**Goal**
Show every line of the entries below that contains the string "woman". Case counts, so only lines with this exact capitalization match.

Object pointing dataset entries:
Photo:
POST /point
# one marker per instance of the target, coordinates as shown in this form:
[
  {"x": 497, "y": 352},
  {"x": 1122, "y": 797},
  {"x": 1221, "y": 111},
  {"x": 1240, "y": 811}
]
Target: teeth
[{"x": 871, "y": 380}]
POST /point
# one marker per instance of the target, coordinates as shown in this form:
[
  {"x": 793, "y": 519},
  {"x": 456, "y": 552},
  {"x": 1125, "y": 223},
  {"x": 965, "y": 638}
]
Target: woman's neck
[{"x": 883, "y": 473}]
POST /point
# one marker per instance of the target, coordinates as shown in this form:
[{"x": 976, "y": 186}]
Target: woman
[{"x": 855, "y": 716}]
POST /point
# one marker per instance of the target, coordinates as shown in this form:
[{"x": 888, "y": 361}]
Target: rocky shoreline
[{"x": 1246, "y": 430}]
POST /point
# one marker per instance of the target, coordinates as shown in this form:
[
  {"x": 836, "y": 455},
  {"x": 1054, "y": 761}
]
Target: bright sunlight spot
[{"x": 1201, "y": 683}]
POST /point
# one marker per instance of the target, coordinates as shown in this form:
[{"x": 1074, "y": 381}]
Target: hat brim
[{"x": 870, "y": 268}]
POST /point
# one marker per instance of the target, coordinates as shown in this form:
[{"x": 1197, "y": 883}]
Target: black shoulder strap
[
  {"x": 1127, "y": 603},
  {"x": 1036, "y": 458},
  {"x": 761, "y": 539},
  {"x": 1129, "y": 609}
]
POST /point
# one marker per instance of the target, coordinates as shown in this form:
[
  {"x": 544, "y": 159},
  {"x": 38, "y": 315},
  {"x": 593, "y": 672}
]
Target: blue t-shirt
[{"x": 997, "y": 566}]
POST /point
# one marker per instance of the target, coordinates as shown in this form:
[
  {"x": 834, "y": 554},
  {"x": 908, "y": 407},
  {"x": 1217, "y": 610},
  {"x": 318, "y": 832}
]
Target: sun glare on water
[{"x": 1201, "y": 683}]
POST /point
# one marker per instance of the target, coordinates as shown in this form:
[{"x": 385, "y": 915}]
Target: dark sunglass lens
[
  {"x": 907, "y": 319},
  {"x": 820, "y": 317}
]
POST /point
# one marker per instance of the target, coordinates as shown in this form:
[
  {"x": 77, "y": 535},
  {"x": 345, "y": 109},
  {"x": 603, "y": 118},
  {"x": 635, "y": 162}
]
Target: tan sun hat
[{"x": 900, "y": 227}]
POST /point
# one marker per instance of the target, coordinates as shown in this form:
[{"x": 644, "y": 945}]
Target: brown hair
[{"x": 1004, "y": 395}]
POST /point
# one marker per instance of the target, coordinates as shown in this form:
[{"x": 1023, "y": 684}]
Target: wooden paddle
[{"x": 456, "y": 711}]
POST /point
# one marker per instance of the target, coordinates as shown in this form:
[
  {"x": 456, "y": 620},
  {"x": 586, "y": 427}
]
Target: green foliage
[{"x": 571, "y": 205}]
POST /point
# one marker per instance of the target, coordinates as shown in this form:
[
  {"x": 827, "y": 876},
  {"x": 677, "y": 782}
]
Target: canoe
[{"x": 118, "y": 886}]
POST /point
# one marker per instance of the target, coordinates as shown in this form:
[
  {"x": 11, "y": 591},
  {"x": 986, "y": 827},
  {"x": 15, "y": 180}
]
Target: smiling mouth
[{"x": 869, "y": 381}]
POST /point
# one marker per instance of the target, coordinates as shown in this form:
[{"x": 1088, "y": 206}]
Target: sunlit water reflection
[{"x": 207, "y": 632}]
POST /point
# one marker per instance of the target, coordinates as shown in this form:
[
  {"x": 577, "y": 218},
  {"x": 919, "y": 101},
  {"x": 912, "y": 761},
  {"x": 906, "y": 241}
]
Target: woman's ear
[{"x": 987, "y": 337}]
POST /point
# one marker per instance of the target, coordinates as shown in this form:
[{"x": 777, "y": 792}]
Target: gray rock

**The solution**
Target: woman's neck
Target: woman
Target: woman's ear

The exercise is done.